— BEGIN EXTRACT —

Fuzzfile Syntax Guide
Workflows are the fundamental unit of work in Fuzzball, orchestrating container execution, data movement, and resource allocation across compute clusters. They are described by Fuzzfiles — YAML 1.2 documents with a well-defined structure and syntax. A workflow definition consists of several top-level sections that work together to define the complete execution lifecycle describing how data flows into and out of the workflow, what compute operations to perform, what resources those operations require, and how jobs depend on each other. The top level sections are:
version: v1
files:
defaults:
annotations:
volumes:
jobs:
services:
Each section serves a specific purpose:
- version: Specifies the workflow syntax version (currently always
v1)[required] - files: Defines inline file content that can be referenced in volumes and
jobs
[optional] - defaults: Sets default configurations (mounts, environment, policy,
resources) for jobs
[optional] - annotations: Provides workflow-level metadata for scheduling and placement
[optional] - volumes: Defines storage volumes with data ingress (importing) and egress
(exporting) capabilities
[optional] - jobs: Specifies the computational work to be performed, organized as a directed acyclic graph (DAG)
- services: Defines long-running container services that support jobs or provide external endpoints
A workflow needs to have at least 1 job or service.
Required. Denotes the workflow syntax version. Currently the only allowed value is v1.
Structure:
version: v1
Example:
version: v1
Optional. Defines inline file contents that can be referenced in volume ingress and
jobs using a file://<arbitrary_name> URI scheme. This is useful for embedding small
configuration files, scripts, or data directly in the workflow definition rather than
storing them externally. Note that some content may have to be base64 encoded to ensure
that the resulting yaml file is valid.

— END EXTRACT —
— BEGIN RAW DATA —

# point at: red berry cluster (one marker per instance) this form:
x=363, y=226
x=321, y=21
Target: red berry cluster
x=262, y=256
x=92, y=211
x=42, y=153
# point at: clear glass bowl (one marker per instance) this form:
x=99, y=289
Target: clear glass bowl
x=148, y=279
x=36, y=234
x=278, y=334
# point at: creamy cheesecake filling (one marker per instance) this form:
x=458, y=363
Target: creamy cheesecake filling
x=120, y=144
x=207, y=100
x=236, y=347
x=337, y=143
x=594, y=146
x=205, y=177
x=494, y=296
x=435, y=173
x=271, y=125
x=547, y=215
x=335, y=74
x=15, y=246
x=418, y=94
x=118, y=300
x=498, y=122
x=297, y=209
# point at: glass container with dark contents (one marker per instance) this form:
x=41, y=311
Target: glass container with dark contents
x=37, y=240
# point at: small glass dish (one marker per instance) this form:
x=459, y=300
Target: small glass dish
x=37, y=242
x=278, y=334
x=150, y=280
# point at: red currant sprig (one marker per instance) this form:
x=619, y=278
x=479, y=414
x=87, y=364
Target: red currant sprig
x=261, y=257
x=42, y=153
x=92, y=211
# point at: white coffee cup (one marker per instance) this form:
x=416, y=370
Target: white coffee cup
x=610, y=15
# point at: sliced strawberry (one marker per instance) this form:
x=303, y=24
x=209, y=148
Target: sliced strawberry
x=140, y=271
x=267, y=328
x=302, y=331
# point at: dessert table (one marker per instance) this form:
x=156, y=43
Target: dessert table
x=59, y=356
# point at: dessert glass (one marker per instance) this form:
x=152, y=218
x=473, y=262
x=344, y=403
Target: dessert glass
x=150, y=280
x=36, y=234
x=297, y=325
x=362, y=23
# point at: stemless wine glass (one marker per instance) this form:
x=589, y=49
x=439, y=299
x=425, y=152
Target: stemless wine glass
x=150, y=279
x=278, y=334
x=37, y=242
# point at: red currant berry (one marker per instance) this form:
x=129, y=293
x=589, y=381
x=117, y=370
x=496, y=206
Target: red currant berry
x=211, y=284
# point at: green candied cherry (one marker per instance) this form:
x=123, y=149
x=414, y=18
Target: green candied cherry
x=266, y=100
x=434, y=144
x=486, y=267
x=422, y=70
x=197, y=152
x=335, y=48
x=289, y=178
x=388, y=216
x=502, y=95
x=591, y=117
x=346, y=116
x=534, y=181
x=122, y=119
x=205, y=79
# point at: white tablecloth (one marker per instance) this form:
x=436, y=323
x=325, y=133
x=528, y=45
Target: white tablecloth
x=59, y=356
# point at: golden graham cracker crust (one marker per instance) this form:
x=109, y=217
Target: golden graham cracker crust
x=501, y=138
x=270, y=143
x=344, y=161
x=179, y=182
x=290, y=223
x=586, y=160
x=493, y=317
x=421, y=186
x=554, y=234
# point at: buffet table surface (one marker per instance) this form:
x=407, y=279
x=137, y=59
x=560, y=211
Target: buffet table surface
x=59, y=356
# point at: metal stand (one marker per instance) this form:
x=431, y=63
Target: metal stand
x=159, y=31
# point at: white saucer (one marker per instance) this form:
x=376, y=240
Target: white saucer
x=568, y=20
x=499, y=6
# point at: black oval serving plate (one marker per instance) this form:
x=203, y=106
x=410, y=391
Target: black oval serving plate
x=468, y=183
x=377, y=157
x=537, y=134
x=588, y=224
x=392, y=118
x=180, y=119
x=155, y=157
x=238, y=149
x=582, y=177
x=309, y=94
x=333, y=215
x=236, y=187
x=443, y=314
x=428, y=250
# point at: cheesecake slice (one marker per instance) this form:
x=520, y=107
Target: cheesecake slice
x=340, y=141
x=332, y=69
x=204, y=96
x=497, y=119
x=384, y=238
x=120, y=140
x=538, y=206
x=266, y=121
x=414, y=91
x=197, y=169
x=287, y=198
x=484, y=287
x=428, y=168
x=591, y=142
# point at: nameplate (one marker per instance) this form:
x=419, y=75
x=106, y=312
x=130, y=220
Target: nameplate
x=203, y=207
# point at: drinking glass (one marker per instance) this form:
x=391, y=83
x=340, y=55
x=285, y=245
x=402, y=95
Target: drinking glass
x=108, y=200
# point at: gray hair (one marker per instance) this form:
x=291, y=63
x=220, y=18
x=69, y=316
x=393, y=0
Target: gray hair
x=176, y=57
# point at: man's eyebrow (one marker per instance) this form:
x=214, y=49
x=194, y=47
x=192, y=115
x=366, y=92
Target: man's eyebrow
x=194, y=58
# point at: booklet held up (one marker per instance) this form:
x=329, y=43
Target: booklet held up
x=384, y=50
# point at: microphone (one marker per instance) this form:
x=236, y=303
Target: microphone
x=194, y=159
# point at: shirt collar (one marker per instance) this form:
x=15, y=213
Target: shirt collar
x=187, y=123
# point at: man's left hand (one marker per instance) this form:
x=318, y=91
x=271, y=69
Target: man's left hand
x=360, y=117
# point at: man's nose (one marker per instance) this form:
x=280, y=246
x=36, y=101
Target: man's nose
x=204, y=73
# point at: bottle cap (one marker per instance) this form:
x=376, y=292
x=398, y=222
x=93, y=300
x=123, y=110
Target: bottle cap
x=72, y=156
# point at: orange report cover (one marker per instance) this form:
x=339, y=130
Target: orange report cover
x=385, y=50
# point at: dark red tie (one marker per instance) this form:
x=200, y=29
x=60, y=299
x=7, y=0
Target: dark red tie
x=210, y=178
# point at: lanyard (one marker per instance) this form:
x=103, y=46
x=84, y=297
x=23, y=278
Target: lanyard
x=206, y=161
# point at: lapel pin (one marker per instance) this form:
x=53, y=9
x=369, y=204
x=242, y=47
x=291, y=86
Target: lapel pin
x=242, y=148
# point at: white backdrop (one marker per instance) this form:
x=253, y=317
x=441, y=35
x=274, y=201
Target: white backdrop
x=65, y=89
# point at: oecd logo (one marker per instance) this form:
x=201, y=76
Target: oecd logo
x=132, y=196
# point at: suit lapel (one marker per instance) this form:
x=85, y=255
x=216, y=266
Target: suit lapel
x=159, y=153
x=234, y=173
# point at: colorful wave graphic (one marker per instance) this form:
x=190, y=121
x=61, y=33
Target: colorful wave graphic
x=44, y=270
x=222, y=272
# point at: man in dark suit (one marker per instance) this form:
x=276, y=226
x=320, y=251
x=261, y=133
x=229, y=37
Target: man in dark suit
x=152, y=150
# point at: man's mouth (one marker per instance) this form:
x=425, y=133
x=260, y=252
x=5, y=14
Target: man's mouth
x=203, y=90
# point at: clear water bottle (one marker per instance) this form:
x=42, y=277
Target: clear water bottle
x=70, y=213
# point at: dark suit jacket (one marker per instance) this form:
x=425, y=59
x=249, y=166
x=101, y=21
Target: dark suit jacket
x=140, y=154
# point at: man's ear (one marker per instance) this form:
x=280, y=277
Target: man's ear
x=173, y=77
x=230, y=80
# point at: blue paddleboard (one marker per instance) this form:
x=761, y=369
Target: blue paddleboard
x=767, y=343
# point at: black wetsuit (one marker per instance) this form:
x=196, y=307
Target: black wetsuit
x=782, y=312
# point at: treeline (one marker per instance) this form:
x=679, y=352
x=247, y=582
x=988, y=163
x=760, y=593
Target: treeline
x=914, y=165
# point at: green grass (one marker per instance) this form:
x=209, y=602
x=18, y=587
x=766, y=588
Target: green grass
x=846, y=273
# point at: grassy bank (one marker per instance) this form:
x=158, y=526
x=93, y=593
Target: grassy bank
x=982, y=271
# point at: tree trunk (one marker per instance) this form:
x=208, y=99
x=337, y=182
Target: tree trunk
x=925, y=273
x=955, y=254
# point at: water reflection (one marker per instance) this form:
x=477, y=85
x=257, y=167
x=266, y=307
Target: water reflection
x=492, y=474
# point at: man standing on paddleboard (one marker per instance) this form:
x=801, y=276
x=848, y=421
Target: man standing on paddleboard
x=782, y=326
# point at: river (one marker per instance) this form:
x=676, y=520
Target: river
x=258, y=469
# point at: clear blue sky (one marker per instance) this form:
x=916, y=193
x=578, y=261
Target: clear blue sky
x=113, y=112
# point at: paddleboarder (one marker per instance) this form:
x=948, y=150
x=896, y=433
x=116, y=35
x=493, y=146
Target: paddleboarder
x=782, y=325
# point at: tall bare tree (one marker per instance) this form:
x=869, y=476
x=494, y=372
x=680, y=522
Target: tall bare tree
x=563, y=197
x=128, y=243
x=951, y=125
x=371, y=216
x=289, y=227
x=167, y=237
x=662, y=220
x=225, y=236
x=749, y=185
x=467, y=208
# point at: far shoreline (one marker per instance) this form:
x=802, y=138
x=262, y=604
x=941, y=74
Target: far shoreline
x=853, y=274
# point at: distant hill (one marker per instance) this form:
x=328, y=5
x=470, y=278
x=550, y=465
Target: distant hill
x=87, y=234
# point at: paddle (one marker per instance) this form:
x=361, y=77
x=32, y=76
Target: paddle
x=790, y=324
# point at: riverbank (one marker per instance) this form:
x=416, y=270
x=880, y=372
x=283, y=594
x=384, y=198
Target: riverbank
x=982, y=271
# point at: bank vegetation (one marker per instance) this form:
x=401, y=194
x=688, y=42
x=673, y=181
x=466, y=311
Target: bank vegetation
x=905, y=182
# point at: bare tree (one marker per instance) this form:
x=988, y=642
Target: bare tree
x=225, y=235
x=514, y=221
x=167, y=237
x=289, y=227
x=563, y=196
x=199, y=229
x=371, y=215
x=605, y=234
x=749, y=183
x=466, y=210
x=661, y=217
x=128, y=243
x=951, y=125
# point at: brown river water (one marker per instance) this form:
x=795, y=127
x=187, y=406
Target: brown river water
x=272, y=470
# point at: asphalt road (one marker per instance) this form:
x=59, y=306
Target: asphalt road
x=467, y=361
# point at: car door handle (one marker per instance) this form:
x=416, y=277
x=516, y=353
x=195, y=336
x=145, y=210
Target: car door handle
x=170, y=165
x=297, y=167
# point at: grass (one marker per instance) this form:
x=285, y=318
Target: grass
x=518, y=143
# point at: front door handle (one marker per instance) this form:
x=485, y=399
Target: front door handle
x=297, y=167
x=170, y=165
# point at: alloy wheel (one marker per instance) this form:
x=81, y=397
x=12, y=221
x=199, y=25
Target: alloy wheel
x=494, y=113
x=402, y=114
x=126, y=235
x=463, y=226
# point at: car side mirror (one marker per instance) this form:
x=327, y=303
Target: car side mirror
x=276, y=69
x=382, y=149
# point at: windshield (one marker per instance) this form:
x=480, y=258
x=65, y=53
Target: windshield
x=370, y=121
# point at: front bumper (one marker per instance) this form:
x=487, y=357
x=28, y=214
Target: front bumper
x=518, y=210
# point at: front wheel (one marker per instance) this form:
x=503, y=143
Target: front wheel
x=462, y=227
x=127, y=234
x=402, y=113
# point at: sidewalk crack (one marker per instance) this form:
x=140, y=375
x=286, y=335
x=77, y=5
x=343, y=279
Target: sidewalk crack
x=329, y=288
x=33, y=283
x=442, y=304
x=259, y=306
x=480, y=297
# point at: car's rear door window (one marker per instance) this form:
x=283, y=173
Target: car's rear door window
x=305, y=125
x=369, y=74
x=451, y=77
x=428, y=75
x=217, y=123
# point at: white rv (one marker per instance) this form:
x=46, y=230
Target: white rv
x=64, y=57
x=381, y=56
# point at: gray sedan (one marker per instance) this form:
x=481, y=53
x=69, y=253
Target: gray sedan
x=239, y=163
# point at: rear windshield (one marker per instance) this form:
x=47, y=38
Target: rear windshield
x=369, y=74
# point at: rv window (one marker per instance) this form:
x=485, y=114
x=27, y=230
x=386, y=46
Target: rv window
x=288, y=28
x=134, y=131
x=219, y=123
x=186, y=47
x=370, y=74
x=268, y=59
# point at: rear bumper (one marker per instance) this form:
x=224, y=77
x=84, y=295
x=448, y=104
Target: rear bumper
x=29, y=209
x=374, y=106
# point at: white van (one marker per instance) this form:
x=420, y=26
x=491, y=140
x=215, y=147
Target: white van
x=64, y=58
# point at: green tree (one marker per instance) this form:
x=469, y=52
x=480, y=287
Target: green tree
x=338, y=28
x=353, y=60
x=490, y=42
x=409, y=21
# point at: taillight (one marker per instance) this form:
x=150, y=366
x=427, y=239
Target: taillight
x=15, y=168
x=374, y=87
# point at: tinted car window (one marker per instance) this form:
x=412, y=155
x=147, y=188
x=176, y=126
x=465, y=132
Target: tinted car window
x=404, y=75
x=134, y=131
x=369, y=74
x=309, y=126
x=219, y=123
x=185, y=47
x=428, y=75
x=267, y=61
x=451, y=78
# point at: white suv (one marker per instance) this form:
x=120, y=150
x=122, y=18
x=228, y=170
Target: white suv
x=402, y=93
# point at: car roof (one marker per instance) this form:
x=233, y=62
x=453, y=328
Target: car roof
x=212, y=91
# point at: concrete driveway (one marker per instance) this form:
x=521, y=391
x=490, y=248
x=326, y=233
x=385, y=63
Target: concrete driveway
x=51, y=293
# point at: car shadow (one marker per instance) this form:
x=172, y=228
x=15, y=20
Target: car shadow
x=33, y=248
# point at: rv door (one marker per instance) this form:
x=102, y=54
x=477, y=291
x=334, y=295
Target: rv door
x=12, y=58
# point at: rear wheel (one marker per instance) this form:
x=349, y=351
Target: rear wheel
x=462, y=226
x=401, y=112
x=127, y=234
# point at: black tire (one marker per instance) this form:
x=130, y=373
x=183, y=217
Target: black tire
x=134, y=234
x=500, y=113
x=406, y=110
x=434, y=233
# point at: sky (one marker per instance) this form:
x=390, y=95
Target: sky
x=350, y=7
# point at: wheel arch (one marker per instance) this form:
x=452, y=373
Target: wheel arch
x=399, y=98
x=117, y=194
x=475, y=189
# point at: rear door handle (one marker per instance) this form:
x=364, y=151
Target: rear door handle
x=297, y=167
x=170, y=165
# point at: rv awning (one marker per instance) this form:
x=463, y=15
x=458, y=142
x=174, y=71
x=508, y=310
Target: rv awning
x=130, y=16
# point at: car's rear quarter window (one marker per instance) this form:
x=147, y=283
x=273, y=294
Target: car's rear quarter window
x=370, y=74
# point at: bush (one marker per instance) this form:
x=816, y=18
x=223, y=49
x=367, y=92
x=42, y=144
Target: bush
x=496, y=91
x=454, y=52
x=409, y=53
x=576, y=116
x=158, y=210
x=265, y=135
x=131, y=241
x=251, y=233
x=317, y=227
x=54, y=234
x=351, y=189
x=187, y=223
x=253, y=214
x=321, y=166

— END RAW DATA —

**PROBLEM 1:**
Do these statements agree with the Fuzzfile syntax guide? For each, answer yes or no and quote the deciding words of the guide. (a) The version section may be left out of a workflow. (b) A workflow must include at least one job or service. (c) Inline file content is referenced through a file:// URI scheme.
**PROBLEM 2:**
Carry on the Fuzzfile syntax guide from its final sentence.

**EXPECTED OUTPUT 1:**
(a) No: "Required. Denotes the workflow syntax version."
(b) Yes: "A workflow needs to have at least 1 job or service."
(c) Yes: "file://<arbitrary_name> URI scheme"

**EXPECTED OUTPUT 2:**
Structure:
files:
<file-name>: |
<file-contents>
<another-file-name>: |
<more-contents>
Fields:
- <file-name>: An arbitrary name to identify this inline file. This name is used in
file://URIs to reference the content. Can be any valid YAML key. - <file-contents>: The actual content of the file. Use the
|literal block scalar for multi-line content.
Example:
files:
config.ini: |
[settings]
debug=true
timeout=30
data.csv: |
id,name,value
1,alpha,42
2,beta,3.14
Usage:
Inline files can be referenced in two ways:
In volume ingress - to copy the content into a volume:
volumes: my: reference: volume://user/ephemeral ingress: - source: uri: file://config.ini # References the inline file destination: uri: file://config/app.ini # Destination in the volumeIn job files - to bind mount the content directly into a container:
jobs: my-job: image: uri: docker://alpine:latest files: /etc/app/config.ini: file://config.ini # Mounted at this path in container command: [cat, /etc/app/config.ini]
Optional. Sets default configurations that are applied to all jobs in the workflow. Individual jobs can override these defaults by specifying their own values. This is useful for reducing repetition when multiple jobs share common settings like volume mounts or environment variables.
Structure:
defaults:
job:
env: # Optional
- <VAR>=<value>
mounts: # Optional
<volume-name>:
location: <path>
policy: # Optional
timeout:
execute: <duration>
retry:
attempts: <number>
resource: # Optional
cpu:
cores: <number>
affinity: <CORE|SOCKET|NUMA>
sockets: <number>
threads: <boolean>
memory:
size: <size>
by-core: <boolean>
devices:
<device-type>: <count>
exclusive: <boolean>
annotations:
<key>: <value>
Fields:
- job: Container for job-level defaults
- env (optional): List of environment variables in
KEY=VALUEformat that will be set in all job containers - mounts (optional): Map of volume names to mount specifications. Each mount defines:
- location: Absolute path in the container where the volume will be mounted
- policy (optional): Default execution policies for all jobs
- timeout (optional): Time limits for job execution
- execute: Maximum duration (e.g.,
2h,30m,1h30m)
- execute: Maximum duration (e.g.,
- retry (optional): Retry behavior on failure
- attempts: Number of retry attempts before permanent failure
- timeout (optional): Time limits for job execution
- resource (optional): Default hardware resource requirements
- cpu (required if resource is specified): CPU requirements
- cores: Number of CPU cores
- affinity: Binding strategy -
CORE,SOCKET, orNUMA - sockets (optional): Number of CPU sockets
- threads (optional): Whether to expose hardware threads (hyperthreading)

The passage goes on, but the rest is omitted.